:: Data supplied ::

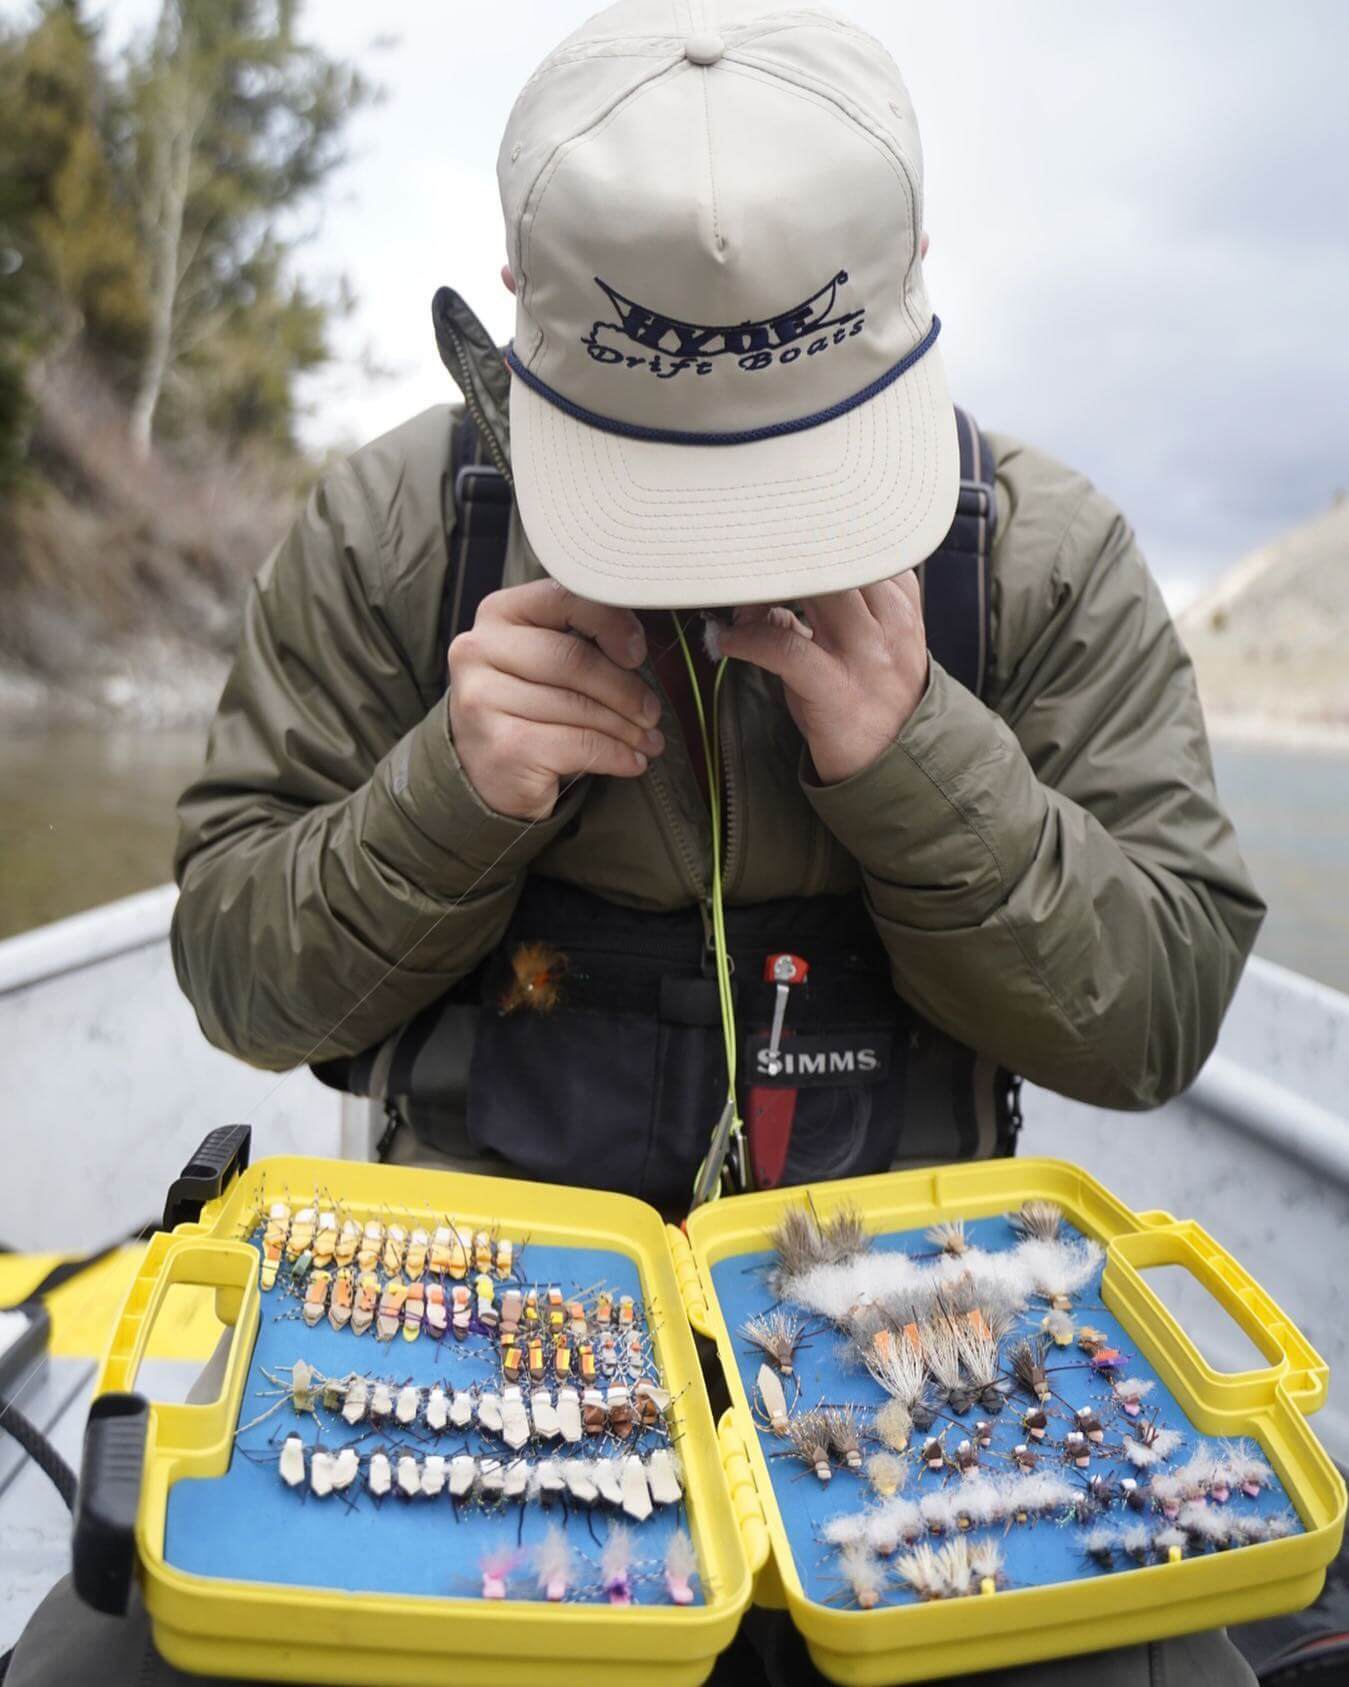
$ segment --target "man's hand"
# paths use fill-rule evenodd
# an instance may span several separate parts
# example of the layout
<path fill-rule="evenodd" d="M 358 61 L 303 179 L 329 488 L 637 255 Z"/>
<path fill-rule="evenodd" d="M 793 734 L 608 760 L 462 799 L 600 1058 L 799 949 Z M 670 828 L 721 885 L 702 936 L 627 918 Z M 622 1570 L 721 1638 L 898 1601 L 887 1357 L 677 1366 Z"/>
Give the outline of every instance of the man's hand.
<path fill-rule="evenodd" d="M 646 655 L 628 609 L 552 580 L 484 598 L 450 645 L 450 733 L 474 790 L 517 820 L 552 813 L 579 773 L 634 779 L 665 740 L 660 701 L 632 671 Z"/>
<path fill-rule="evenodd" d="M 803 626 L 752 608 L 722 631 L 722 652 L 777 674 L 815 771 L 836 785 L 894 741 L 927 686 L 927 638 L 912 573 L 808 598 Z"/>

:::

_Description of the task:_ Give the records again exactly, pictures left out.

_Expected answer:_
$ segment --target "man's hand"
# paths use fill-rule evenodd
# an instance may span several separate parts
# example of the layout
<path fill-rule="evenodd" d="M 358 61 L 303 179 L 329 488 L 637 255 Z"/>
<path fill-rule="evenodd" d="M 793 734 L 608 760 L 462 799 L 600 1058 L 799 949 Z M 670 828 L 721 885 L 702 936 L 627 918 Z M 622 1570 L 721 1638 L 898 1601 L 887 1357 L 677 1366 Z"/>
Give the outline of every instance of the man's hand.
<path fill-rule="evenodd" d="M 646 655 L 628 609 L 552 580 L 484 598 L 450 645 L 450 733 L 474 790 L 517 820 L 552 813 L 579 773 L 634 779 L 665 740 L 660 701 L 632 671 Z"/>
<path fill-rule="evenodd" d="M 803 626 L 752 608 L 722 631 L 722 652 L 777 674 L 815 771 L 836 785 L 894 741 L 927 686 L 927 638 L 912 573 L 808 598 Z"/>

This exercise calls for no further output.